**Page excerpt**

-- begin --

Archive of "In the Night"
Created by Martha Clarke
David Thayer Theatre
November 2010
Iowa Partnership in the Arts
Creative Staff | |
---|---|
Director | Martha Clarke |
Scenic Designer | Jennifer Lynn Tillapaugh |
Costume Designer | Britty Dee Bodley |
Lighting Designer | Christopher Akerlind |
Sound Designer | Arthur Solari |
Stage Manager | Tresa Makosky |
Dramaturg | Brett Janecek |
Cast - in alphabetical order | |
---|---|
Amy Barr | |
Noah Kowal Bullwinkle | |
Rob Cooney | |
Maddy Curry | |
George de la Peña | |
Steven Gray | |
Michelle Green | |
Elizabeth Hinkler | |
Emily Hinkler | |
Johanna Kirk | |
Jung-Hyun (Ari) Lee | |
Anna Maris | |
Chris Masters | |
Jennifer Pray | |
Alan Sener | |
Kurt Smith | |
John Watkins |
Beginning with the goal of connecting science and the arts, director-choreographer Martha Clarke explored the world of dreams. What happens in the brain when you dream? How are connections made between the waking world and the unconscious? Working with a cast of 17 students and faculty members drawn from the departments of theatre and dance, Martha created a haunted dreamscape. Figures raced across a grid high above the audience’s heads; a boat flowed through the space, half enveloped in fog; strange beings leapt from an unmade bed; the sound of words too distant to make out wrapped around a clown with an foolish nose; an old man in an overcoat grasped for memories scrawled on a million scraps of falling paper. For the audience, emerging from the performance was like waking from a strange, beautiful dream.

-- end --

**Data extract**

-- begin --

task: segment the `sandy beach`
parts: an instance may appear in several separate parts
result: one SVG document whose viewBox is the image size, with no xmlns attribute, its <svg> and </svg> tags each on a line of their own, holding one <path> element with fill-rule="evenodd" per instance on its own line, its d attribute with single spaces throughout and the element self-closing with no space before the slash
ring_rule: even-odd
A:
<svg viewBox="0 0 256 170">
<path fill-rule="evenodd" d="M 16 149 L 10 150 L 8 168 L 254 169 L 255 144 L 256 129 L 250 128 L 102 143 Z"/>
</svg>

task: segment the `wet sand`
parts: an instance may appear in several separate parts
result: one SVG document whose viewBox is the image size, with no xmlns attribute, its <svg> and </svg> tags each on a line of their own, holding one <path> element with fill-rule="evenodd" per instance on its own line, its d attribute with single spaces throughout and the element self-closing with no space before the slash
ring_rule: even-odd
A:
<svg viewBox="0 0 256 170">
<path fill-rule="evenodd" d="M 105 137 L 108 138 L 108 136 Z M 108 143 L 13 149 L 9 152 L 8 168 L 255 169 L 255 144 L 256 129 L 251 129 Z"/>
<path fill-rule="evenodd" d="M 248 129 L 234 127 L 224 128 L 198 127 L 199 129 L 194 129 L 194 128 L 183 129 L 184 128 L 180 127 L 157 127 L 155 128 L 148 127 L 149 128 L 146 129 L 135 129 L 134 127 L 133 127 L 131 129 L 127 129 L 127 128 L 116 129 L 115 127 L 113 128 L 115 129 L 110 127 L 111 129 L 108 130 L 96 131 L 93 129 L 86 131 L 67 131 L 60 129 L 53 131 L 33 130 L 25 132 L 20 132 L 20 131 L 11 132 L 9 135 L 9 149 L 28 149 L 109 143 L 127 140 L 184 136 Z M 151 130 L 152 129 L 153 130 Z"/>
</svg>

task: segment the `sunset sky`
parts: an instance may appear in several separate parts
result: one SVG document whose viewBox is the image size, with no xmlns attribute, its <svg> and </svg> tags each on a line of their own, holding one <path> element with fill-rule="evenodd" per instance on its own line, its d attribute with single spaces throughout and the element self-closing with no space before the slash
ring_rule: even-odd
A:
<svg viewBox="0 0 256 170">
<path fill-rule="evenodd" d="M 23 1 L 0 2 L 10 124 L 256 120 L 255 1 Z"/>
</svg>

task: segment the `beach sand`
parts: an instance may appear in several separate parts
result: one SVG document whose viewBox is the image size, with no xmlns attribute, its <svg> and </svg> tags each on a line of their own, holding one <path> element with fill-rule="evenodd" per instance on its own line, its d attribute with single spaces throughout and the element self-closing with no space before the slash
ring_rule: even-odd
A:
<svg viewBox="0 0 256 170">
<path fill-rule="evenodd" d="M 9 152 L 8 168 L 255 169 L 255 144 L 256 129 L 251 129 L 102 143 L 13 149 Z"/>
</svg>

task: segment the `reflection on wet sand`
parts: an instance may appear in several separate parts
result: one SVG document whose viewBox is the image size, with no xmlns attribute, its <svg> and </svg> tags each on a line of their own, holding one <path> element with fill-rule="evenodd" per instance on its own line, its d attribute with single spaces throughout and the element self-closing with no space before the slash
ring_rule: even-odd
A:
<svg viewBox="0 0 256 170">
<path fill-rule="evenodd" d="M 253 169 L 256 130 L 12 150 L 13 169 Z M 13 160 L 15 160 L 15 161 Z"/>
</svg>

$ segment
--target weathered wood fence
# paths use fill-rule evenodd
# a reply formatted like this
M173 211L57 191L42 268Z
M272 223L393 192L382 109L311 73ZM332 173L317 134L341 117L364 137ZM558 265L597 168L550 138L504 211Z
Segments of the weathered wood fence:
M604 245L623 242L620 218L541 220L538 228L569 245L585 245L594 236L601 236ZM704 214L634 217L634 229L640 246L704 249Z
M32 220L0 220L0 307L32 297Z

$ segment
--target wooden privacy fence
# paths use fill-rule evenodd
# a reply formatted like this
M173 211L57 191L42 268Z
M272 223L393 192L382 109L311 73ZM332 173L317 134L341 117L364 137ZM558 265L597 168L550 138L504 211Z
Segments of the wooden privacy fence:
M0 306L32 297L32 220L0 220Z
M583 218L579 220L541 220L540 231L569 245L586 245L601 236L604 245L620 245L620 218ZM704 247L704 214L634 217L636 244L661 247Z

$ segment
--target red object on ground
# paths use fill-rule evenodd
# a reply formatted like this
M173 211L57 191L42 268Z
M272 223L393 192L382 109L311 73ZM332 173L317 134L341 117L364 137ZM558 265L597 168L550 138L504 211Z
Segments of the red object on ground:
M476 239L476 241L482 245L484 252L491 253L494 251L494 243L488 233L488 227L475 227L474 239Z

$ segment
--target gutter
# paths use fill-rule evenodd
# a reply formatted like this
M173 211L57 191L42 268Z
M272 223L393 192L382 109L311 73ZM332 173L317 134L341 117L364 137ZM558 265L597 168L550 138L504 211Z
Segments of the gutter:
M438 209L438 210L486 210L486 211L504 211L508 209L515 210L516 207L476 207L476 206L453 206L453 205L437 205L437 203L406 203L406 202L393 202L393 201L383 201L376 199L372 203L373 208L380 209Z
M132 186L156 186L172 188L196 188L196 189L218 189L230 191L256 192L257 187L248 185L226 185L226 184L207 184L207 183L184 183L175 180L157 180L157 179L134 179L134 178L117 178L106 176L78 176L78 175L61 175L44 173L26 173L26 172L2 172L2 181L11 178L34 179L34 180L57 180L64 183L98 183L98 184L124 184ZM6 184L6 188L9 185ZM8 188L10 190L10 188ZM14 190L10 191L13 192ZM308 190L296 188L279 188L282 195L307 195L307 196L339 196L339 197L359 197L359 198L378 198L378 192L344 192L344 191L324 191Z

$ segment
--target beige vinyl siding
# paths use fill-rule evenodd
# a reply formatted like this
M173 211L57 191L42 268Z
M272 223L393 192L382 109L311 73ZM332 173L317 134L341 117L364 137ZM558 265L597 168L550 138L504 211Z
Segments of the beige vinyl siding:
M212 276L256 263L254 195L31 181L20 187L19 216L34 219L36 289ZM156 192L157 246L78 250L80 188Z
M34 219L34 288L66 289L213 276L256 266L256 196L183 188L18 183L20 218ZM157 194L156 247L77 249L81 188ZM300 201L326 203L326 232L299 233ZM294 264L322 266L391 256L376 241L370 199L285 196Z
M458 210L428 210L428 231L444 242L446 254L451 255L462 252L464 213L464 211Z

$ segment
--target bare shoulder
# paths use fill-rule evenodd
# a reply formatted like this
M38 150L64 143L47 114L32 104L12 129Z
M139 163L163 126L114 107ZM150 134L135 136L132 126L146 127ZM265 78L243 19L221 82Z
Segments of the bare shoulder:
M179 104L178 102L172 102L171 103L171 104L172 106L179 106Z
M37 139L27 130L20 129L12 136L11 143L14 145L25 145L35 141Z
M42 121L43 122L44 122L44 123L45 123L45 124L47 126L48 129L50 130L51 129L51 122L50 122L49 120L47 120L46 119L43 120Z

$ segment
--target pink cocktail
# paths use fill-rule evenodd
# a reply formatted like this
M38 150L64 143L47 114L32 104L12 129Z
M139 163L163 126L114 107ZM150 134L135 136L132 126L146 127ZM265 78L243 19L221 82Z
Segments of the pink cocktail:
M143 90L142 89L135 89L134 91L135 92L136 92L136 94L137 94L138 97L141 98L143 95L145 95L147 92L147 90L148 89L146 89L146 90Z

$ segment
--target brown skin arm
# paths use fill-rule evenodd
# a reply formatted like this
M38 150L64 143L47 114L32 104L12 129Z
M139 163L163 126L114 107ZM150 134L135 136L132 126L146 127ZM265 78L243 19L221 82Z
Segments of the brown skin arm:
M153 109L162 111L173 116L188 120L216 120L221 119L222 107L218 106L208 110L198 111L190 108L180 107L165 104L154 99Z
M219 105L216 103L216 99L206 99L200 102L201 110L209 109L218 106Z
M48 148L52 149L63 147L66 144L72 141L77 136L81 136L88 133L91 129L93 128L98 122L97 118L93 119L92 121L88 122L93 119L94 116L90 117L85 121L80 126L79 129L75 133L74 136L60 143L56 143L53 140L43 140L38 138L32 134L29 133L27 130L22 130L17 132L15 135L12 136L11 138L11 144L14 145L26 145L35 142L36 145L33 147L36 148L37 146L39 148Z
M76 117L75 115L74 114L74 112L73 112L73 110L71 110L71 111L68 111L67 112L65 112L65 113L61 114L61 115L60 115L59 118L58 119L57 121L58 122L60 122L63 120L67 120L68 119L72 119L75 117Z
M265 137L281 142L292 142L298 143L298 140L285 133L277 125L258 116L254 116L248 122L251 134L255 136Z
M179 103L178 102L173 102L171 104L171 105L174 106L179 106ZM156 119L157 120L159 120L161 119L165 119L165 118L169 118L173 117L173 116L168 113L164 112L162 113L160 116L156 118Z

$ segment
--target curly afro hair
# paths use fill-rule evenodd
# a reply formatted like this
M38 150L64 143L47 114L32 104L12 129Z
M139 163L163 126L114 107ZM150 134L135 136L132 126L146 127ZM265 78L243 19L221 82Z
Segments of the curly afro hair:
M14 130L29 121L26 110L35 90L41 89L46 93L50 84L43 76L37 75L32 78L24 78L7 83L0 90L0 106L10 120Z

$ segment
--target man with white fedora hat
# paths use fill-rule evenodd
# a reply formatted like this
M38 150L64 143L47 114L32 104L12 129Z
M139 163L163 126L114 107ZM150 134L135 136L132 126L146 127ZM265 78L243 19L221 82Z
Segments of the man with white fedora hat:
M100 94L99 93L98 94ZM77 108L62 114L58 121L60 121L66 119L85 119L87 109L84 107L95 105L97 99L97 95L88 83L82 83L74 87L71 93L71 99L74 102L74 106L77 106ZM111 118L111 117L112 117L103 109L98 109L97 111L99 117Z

-- end --
-- begin --

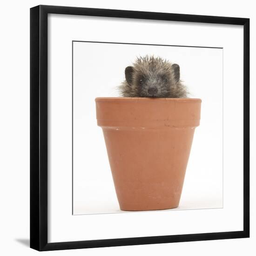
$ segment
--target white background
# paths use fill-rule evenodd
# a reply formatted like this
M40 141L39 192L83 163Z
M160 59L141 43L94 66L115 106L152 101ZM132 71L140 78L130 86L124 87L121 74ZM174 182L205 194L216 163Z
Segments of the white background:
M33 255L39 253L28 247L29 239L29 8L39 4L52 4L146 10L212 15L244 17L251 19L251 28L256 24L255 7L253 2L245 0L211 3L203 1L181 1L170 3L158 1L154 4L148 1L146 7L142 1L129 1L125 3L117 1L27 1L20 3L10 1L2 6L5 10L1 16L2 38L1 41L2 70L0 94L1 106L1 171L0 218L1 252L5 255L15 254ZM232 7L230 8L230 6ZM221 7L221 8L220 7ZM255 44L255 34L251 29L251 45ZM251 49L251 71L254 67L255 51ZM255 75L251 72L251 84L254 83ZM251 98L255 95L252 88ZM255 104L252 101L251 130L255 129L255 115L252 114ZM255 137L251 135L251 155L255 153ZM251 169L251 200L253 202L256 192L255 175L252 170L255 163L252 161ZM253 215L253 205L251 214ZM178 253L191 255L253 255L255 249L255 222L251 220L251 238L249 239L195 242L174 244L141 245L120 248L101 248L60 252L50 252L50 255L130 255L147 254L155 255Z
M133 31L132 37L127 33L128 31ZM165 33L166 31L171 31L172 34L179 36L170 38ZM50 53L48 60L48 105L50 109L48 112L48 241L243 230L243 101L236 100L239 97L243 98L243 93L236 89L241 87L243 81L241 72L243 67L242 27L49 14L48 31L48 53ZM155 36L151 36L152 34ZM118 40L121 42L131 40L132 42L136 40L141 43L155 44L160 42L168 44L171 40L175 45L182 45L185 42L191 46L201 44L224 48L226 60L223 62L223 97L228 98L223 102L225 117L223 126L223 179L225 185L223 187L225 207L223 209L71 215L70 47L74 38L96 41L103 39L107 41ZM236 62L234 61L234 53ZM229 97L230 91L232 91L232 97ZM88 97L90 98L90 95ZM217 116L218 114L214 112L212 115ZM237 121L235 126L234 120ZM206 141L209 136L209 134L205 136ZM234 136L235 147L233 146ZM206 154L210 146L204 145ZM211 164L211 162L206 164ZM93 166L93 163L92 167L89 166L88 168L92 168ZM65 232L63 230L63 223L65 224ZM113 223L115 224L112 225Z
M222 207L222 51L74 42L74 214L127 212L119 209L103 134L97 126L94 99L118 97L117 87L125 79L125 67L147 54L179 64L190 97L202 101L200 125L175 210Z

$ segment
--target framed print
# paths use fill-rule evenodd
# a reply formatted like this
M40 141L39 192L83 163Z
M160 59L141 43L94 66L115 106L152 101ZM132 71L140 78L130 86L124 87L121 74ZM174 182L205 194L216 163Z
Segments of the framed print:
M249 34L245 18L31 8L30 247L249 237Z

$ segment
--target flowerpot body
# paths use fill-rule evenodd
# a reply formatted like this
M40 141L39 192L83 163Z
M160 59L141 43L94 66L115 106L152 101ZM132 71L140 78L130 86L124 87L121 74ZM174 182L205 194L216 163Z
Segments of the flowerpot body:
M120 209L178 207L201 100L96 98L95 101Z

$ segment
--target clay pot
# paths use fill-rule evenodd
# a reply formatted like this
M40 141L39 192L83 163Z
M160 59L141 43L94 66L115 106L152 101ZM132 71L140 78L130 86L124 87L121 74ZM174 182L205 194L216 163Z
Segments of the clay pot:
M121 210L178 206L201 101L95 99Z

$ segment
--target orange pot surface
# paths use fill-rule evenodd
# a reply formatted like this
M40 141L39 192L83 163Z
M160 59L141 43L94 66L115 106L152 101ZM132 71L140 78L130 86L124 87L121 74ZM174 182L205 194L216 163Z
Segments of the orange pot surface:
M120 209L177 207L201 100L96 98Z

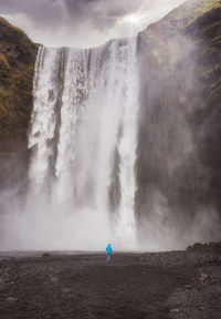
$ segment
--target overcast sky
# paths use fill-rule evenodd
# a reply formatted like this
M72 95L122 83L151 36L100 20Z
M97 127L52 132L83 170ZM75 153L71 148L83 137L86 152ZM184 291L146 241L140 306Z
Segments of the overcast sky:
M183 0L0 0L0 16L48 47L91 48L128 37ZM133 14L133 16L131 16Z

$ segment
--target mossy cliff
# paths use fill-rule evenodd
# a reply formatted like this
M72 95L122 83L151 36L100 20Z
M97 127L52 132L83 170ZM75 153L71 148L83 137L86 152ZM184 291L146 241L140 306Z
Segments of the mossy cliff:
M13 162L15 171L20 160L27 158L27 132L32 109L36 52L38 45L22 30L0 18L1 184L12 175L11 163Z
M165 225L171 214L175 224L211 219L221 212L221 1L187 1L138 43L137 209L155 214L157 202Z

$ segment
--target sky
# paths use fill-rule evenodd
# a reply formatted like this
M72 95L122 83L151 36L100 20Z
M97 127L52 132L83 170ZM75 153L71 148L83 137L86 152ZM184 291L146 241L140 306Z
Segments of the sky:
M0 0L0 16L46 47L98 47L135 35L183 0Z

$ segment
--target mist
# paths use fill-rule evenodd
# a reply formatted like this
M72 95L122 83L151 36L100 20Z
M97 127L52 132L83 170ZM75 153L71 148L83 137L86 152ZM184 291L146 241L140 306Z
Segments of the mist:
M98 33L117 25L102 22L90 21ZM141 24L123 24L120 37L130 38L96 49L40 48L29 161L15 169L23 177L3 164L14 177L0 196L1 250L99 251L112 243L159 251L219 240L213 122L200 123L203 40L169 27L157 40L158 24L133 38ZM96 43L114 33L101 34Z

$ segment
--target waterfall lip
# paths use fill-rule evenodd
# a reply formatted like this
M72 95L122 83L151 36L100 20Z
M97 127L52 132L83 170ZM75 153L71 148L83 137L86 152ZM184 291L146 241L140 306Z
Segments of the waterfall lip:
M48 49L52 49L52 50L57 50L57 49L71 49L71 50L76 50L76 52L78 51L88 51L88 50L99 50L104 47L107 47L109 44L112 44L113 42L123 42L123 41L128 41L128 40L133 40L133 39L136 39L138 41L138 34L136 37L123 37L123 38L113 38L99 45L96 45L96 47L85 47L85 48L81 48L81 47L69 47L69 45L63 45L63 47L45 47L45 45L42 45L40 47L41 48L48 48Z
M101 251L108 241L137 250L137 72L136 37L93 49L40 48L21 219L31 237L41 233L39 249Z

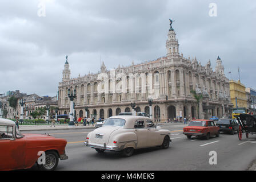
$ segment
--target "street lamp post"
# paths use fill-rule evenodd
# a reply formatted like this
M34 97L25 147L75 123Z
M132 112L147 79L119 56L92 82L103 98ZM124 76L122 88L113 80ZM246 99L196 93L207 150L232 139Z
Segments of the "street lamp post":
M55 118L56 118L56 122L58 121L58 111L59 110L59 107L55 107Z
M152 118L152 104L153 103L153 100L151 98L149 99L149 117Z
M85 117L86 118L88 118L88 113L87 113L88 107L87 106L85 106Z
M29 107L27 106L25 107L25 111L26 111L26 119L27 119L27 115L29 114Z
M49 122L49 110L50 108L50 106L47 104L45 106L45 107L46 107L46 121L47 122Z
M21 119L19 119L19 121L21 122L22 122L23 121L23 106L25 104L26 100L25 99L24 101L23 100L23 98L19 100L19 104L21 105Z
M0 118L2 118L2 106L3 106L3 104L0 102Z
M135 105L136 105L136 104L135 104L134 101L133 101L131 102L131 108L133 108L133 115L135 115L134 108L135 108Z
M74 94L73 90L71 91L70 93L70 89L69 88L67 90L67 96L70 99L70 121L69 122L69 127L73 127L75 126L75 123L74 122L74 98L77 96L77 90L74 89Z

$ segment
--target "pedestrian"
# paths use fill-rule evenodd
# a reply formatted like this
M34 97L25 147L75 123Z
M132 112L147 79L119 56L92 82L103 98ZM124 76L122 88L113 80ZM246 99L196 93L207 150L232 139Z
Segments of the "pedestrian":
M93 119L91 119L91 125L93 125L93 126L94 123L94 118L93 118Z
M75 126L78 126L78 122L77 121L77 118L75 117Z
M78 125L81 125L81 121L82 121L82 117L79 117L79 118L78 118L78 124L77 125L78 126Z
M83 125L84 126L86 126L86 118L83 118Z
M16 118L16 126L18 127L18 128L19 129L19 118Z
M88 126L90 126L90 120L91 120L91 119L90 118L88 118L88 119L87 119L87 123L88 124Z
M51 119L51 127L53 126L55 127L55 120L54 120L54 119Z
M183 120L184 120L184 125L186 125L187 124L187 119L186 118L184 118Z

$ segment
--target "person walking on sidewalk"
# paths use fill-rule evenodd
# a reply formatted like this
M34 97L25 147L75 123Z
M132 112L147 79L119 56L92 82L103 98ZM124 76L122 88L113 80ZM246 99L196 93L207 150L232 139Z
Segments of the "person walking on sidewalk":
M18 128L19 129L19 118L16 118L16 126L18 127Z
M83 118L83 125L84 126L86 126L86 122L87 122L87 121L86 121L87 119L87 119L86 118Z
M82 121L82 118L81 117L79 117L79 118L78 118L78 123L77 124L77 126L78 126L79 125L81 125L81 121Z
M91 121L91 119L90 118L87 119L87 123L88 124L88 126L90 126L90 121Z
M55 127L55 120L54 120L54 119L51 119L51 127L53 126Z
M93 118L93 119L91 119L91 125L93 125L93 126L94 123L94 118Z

-- end --

**What you need to do**
Copy the "In the Night" archive page word for word, from its title through the final sentence.

**Task answer**
Archive of "In the Night"
Created by Martha Clarke
David Thayer Theatre
November 2010
Iowa Partnership in the Arts
Creative Staff | |
---|---|
Director | Martha Clarke |
Scenic Designer | Jennifer Lynn Tillapaugh |
Costume Designer | Britty Dee Bodley |
Lighting Designer | Christopher Akerlind |
Sound Designer | Arthur Solari |
Stage Manager | Tresa Makosky |
Dramaturg | Brett Janecek |
Cast - in alphabetical order | |
---|---|
Amy Barr | |
Noah Kowal Bullwinkle | |
Rob Cooney | |
Maddy Curry | |
George de la Peña | |
Steven Gray | |
Michelle Green | |
Elizabeth Hinkler | |
Emily Hinkler | |
Johanna Kirk | |
Jung-Hyun (Ari) Lee | |
Anna Maris | |
Chris Masters | |
Jennifer Pray | |
Alan Sener | |
Kurt Smith | |
John Watkins |
Beginning with the goal of connecting science and the arts, director-choreographer Martha Clarke explored the world of dreams. What happens in the brain when you dream? How are connections made between the waking world and the unconscious? Working with a cast of 17 students and faculty members drawn from the departments of theatre and dance, Martha created a haunted dreamscape. Figures raced across a grid high above the audience’s heads; a boat flowed through the space, half enveloped in fog; strange beings leapt from an unmade bed; the sound of words too distant to make out wrapped around a clown with an foolish nose; an old man in an overcoat grasped for memories scrawled on a million scraps of falling paper. For the audience, emerging from the performance was like waking from a strange, beautiful dream.